**WRITTEN PROBLEM**
Write out exactly, with no other output, the lines below from the one that contains "Where can the castle wall" through the end.

**SUPPLIED DATA**
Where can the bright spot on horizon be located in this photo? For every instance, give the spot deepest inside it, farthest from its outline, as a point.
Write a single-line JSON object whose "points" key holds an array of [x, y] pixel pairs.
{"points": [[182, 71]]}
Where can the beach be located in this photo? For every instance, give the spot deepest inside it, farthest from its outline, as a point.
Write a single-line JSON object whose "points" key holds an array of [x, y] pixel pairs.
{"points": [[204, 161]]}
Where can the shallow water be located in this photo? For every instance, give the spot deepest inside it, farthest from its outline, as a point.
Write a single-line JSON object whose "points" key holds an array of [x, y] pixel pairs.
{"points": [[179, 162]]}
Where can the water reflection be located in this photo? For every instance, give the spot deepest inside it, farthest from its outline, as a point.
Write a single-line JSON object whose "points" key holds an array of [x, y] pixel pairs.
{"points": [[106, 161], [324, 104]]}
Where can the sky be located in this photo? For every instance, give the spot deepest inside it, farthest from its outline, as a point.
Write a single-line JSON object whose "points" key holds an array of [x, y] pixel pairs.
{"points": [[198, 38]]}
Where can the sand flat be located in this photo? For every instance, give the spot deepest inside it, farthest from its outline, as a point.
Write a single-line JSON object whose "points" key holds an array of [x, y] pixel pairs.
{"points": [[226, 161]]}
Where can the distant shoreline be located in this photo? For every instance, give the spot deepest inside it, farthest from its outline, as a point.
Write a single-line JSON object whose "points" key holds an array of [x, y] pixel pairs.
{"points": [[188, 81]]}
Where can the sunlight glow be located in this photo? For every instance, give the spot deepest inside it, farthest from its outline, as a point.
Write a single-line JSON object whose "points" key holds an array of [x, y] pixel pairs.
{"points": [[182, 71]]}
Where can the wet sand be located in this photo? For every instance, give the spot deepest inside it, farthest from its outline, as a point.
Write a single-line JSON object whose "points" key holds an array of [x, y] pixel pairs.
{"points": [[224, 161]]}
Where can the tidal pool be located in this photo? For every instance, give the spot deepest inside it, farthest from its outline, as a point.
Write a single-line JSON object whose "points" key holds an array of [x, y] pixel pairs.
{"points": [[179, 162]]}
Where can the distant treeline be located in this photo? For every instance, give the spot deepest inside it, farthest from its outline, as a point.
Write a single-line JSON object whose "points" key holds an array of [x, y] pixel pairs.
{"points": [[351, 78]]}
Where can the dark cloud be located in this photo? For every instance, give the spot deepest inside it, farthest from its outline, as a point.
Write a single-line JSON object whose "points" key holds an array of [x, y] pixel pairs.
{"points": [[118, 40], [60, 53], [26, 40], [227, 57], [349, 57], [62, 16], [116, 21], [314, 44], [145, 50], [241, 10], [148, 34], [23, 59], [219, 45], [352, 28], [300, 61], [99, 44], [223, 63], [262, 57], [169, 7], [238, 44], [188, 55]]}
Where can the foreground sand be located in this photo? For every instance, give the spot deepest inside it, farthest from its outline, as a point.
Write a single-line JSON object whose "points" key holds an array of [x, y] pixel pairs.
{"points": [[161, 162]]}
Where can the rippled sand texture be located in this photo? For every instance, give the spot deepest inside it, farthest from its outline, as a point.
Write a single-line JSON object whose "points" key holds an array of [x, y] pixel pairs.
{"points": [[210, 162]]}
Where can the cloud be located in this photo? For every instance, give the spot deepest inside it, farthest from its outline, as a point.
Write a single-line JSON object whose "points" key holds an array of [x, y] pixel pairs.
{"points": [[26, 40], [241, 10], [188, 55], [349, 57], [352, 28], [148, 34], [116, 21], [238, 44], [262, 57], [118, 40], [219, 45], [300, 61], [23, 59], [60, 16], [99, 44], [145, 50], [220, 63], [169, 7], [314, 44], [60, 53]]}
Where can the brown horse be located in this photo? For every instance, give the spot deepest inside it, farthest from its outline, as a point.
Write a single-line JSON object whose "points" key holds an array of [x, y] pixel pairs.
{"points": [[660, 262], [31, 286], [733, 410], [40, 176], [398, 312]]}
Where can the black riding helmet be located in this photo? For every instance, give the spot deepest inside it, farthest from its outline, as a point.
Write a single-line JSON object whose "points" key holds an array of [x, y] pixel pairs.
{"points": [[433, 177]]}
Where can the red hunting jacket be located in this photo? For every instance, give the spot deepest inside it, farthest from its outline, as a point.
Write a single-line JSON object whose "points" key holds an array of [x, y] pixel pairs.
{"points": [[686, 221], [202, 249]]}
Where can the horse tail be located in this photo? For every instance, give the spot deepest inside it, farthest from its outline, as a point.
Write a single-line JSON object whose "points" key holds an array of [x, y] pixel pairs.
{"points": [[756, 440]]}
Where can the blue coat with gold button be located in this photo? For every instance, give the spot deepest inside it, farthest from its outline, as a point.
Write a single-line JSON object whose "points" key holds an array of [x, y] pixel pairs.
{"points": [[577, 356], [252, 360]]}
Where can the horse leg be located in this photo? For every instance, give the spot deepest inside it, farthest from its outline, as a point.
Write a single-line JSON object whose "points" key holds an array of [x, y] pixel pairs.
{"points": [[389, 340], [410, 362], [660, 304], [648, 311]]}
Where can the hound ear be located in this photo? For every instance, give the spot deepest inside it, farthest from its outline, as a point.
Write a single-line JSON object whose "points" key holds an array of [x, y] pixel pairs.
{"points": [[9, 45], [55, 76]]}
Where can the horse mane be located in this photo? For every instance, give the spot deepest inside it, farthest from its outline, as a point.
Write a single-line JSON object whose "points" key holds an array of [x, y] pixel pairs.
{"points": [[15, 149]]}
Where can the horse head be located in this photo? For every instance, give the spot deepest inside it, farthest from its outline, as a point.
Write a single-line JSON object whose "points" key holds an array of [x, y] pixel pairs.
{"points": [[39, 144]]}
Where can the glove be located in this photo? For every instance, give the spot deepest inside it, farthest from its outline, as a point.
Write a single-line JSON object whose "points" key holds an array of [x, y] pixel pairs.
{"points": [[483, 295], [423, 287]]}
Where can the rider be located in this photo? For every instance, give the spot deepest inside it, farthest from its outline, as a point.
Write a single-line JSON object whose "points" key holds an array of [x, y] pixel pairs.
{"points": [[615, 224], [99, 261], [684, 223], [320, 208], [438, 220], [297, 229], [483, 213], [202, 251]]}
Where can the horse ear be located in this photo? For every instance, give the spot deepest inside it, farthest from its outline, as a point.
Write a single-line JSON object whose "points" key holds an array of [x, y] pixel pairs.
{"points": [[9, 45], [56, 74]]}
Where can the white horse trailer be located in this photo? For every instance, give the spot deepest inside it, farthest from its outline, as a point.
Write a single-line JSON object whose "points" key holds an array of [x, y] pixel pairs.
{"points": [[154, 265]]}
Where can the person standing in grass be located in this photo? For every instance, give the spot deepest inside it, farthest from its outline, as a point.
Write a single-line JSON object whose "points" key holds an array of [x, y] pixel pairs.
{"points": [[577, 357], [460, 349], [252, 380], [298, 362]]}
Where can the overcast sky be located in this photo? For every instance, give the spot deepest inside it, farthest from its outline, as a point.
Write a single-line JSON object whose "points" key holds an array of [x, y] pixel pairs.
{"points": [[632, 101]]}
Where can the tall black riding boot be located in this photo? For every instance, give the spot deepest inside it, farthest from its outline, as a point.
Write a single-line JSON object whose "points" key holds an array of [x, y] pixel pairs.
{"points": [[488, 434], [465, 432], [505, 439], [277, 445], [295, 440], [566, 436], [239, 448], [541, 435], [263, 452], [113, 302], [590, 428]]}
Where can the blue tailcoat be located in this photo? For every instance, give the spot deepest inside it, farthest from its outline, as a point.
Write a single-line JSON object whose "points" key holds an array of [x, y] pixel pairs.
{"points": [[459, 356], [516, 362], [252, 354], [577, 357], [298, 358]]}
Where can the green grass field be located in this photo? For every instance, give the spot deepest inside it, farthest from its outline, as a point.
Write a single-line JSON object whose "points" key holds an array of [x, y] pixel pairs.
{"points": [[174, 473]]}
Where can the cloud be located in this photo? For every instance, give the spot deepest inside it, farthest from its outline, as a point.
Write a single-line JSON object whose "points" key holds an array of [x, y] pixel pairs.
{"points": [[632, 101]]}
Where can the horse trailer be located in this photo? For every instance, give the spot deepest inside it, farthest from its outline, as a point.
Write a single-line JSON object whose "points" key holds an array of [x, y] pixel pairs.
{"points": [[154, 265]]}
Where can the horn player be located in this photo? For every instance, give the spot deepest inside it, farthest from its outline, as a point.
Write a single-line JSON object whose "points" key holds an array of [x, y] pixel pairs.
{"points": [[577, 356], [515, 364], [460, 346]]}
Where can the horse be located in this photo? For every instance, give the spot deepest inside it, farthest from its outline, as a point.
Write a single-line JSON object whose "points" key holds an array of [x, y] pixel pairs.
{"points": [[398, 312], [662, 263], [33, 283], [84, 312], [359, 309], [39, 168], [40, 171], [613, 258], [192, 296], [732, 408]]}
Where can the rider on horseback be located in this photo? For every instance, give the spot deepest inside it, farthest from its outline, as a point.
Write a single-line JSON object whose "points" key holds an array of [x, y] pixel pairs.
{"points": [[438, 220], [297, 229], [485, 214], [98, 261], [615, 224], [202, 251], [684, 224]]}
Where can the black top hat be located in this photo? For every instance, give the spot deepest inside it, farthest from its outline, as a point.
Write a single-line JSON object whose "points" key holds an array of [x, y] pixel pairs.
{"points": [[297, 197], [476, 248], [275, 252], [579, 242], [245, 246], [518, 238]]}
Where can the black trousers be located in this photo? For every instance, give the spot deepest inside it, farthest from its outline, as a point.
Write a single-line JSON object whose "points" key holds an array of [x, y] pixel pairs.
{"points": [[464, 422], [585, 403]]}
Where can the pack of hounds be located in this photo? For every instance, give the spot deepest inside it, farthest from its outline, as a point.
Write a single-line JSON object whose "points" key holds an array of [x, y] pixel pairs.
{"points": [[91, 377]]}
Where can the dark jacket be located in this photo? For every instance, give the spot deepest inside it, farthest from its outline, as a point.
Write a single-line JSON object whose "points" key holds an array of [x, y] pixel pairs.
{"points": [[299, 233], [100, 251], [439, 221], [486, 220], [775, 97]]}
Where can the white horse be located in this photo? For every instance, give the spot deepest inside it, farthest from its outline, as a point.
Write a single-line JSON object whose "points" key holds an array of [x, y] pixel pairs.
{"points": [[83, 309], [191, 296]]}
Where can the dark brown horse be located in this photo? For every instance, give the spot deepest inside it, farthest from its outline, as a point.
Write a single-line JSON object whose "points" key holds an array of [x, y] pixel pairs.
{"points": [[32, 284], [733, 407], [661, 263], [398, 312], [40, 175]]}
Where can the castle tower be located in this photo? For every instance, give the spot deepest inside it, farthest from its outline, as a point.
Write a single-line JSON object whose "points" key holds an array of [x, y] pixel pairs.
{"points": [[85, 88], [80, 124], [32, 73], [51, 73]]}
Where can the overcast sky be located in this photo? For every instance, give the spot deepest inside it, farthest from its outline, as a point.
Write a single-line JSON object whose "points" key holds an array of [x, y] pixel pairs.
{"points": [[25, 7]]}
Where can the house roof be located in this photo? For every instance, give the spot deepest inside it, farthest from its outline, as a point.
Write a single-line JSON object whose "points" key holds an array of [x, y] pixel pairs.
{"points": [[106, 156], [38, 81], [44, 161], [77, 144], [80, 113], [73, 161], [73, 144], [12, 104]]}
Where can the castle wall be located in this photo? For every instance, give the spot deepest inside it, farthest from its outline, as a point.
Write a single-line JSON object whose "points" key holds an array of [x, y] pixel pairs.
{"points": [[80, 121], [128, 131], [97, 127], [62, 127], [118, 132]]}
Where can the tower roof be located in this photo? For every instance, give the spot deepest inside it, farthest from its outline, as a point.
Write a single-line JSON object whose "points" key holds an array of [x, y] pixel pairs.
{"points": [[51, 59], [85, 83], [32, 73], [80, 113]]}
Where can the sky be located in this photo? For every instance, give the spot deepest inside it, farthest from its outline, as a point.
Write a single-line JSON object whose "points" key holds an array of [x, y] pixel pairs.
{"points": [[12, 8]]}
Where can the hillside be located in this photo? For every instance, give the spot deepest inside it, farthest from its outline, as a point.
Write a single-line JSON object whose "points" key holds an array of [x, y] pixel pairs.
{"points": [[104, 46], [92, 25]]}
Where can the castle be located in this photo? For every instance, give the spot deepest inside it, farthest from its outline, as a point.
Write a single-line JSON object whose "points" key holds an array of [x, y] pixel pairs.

**EXERCISE ANSWER**
Where can the castle wall be located in this photo? For every instance, give the spot deepest inside it, farthest from its outline, as a point.
Write a single-line JSON object whose "points" key holds an array of [x, y] pixel pairs.
{"points": [[80, 121], [128, 131], [97, 127], [62, 127], [118, 132]]}
Where can the tower roof be located in this photo? For every instance, give the spot deepest inside it, farthest from its outline, as a point.
Write a single-line JSON object whose "points" key holds an array of [x, y] pixel pairs.
{"points": [[51, 59], [85, 83], [32, 73], [80, 113]]}
Where can the sky be located in this photo? For every instance, give the spot deepest inside it, farthest from its outline, as a point.
Write a single-line JSON object whose "points" key holds an array of [x, y] pixel pairs.
{"points": [[12, 8]]}
Where can the hillside be located in this photo? For every instance, give the spot deepest inside it, farthest from its outline, as a point.
Write a single-line JSON object whose "points" key holds an array of [x, y] pixel pairs.
{"points": [[104, 46], [92, 25]]}
Where can the castle be located in this photo? For every instance, give the spot deepest inside it, farthest from its outline, as a point.
Write a single-line JSON object whose "points" key holds an array of [x, y] pixel pairs.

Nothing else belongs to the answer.